WHAT THE TASK ASKS
Reproduce the listing below word for word, changing nothing.

───── RECORDS PROVIDED ─────

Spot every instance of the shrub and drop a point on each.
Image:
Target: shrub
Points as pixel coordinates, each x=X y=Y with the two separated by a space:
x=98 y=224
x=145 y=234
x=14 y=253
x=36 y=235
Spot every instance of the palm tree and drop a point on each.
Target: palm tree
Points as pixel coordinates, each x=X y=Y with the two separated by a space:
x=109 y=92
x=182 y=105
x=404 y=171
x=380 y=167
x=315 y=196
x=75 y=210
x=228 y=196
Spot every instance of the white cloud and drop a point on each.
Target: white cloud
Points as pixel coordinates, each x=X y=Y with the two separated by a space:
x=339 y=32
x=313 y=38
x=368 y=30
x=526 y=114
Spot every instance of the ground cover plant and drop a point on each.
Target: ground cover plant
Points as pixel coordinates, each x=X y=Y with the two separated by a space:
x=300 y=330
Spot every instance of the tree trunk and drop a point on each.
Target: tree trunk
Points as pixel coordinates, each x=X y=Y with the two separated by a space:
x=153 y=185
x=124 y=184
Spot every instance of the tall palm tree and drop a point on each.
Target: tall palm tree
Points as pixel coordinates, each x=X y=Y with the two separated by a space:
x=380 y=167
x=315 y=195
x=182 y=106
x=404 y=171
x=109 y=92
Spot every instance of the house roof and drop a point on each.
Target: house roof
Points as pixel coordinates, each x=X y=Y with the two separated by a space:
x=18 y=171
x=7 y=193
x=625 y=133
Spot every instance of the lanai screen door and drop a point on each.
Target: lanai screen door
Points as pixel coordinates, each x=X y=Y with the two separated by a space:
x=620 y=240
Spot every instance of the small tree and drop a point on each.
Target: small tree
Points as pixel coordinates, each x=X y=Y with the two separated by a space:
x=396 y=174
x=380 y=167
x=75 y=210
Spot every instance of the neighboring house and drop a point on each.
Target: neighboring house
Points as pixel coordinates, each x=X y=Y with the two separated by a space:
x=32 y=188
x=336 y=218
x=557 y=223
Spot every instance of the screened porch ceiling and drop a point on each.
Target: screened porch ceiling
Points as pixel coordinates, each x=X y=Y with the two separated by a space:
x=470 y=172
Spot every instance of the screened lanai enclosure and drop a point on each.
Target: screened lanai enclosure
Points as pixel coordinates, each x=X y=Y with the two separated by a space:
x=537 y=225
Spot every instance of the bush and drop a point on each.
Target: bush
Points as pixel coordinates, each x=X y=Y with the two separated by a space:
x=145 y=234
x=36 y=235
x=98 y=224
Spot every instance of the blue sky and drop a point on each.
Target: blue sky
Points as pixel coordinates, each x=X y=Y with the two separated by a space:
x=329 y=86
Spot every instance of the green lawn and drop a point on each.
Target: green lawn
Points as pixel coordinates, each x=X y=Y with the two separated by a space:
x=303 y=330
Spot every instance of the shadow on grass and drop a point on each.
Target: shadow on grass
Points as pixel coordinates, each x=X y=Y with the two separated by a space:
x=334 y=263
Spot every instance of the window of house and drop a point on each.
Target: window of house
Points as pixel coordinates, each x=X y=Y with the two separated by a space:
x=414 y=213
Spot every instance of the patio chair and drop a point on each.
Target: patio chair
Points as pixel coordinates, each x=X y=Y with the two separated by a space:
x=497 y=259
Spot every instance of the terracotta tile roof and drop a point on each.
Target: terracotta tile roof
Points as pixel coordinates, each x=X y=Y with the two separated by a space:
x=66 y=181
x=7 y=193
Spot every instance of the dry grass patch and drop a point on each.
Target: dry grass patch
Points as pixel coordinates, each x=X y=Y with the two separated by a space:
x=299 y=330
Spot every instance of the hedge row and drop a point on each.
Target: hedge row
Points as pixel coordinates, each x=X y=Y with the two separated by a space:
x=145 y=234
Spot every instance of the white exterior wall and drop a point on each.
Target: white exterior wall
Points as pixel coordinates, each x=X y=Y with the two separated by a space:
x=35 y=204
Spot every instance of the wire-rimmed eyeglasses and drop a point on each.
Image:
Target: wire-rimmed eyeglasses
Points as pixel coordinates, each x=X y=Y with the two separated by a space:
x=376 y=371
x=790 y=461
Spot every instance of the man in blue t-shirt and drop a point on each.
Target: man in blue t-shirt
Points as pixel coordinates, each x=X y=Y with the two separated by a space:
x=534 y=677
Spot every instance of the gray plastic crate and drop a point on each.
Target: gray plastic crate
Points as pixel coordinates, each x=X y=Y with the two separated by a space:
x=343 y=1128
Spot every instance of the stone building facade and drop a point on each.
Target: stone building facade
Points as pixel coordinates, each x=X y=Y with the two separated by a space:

─────

IN RESPONSE
Spot every instance of the shrub and drop a point on each.
Image:
Target: shrub
Points as pixel coordinates, each x=X y=Y with the two separated by a space:
x=98 y=224
x=145 y=234
x=14 y=253
x=36 y=235
Spot every instance of the palm tree and drop a point on each.
Target: palm tree
Points as pixel coordinates, each x=X y=Y with the two separated by a space:
x=109 y=92
x=182 y=105
x=404 y=171
x=380 y=167
x=315 y=196
x=75 y=210
x=228 y=196
Spot every instance of the white cloud and drop a point on each.
Target: white cloud
Points as pixel coordinates, each x=X y=Y with the two separated by a space:
x=339 y=32
x=313 y=38
x=368 y=30
x=526 y=114
Spot every instance of the ground cover plant and drop a point on each.
Target: ground cover plant
Points as pixel coordinates, each x=X y=Y with the two separated by a space:
x=300 y=330
Spot every instance of the tree trunk and drop a point on each.
Target: tree trunk
Points as pixel coordinates, each x=X y=Y with the two separated by a space:
x=153 y=185
x=124 y=184
Spot every instance of the tall palm tree and drop a point on each.
Target: tall palm tree
Points as pixel coordinates, each x=X y=Y with the two separated by a space:
x=380 y=167
x=315 y=195
x=182 y=106
x=404 y=171
x=109 y=92
Spot every instance of the house roof and drop a point on each.
Target: house roof
Points as pixel coordinates, each x=X y=Y with the two separated by a space:
x=18 y=171
x=7 y=193
x=625 y=133
Spot every instance of the lanai screen door and drop a point on each.
Target: lanai screen door
Points as pixel coordinates, each x=X y=Y with the two separated by a space:
x=620 y=240
Spot every instance of the small tree and drop a point on each.
Target: small tree
Points as pixel coordinates, each x=X y=Y with the two separated by a space:
x=396 y=174
x=380 y=167
x=75 y=210
Spot every instance of the neighboring house and drop a point on each.
Target: neighboring house
Points as pixel coordinates, each x=X y=Y with the two separated by a space:
x=32 y=188
x=336 y=218
x=557 y=223
Spot every instance of the screened porch ceiling and drop a point on each.
Target: screened porch ceiling
Points as pixel coordinates, each x=X y=Y with the two separated by a space:
x=470 y=172
Spot every instance of the screened lanai enclosure and drop a point on each.
Target: screened lanai enclosure
Points as pixel coordinates, each x=X y=Y with the two separated by a space:
x=537 y=225
Spot every instance of the bush and drop a point on each.
Target: bush
Points as pixel coordinates, each x=X y=Y with the two separated by a space:
x=145 y=234
x=36 y=235
x=98 y=224
Spot every instance of the blue sky and drop a point on each.
Target: blue sky
Points as pixel coordinates, each x=X y=Y with the two separated by a space:
x=329 y=86
Spot every instance of the green lawn and drop a point on each.
Target: green lawn
Points as pixel coordinates, each x=X y=Y with the two separated by a space:
x=303 y=330
Spot every instance of the shadow on grass and drop a point on each.
Target: shadow on grass
Points as pixel coordinates, each x=X y=Y with the two separated by a space:
x=334 y=263
Spot every instance of the window of house and drop a point on each.
Target: window of house
Points as pixel coordinates, each x=X y=Y with the two separated by a space:
x=414 y=213
Spot every instance of the patio chair and drop a point on each.
Target: patio chair
Points as pixel coordinates, each x=X y=Y with the two separated by a space:
x=497 y=259
Spot every instance of the terracotta tile roof and drop a point on each.
Target: terracotta tile roof
Points as pixel coordinates, each x=X y=Y with the two separated by a space:
x=66 y=181
x=7 y=193
Spot every instance of the dry grass patch and drop a point on each.
Target: dry grass patch
Points as pixel coordinates, each x=X y=Y with the two separated by a space:
x=299 y=330
Spot every instance of the hedge row and drop a point on each.
Target: hedge row
Points as pixel coordinates, each x=X y=Y with the two separated by a space:
x=145 y=234
Spot every instance of the white exterior wall and drop a point on each.
Target: white exterior wall
Points as pixel coordinates, each x=X y=Y with the two separated by a space:
x=35 y=204
Spot every instance of the wire-rimmed eyeglasses and drop a point on each.
Image:
Target: wire-rimmed eyeglasses
Points as pixel coordinates, each x=X y=Y with the two separated by a space:
x=376 y=371
x=790 y=461
Spot every instance of the man in blue t-shirt and drop a point on each.
Target: man in blue t-shirt
Points as pixel coordinates, each x=X y=Y with the two separated by a space:
x=534 y=677
Spot every instance of the gray plastic crate and drop a point on each.
Target: gray plastic crate
Points as pixel coordinates, each x=X y=Y with the two separated by a space:
x=343 y=1128
Spot every instance of the stone building facade and drop a point on each.
Target: stone building facade
Points as pixel coordinates, each x=X y=Y with the two separated by a space:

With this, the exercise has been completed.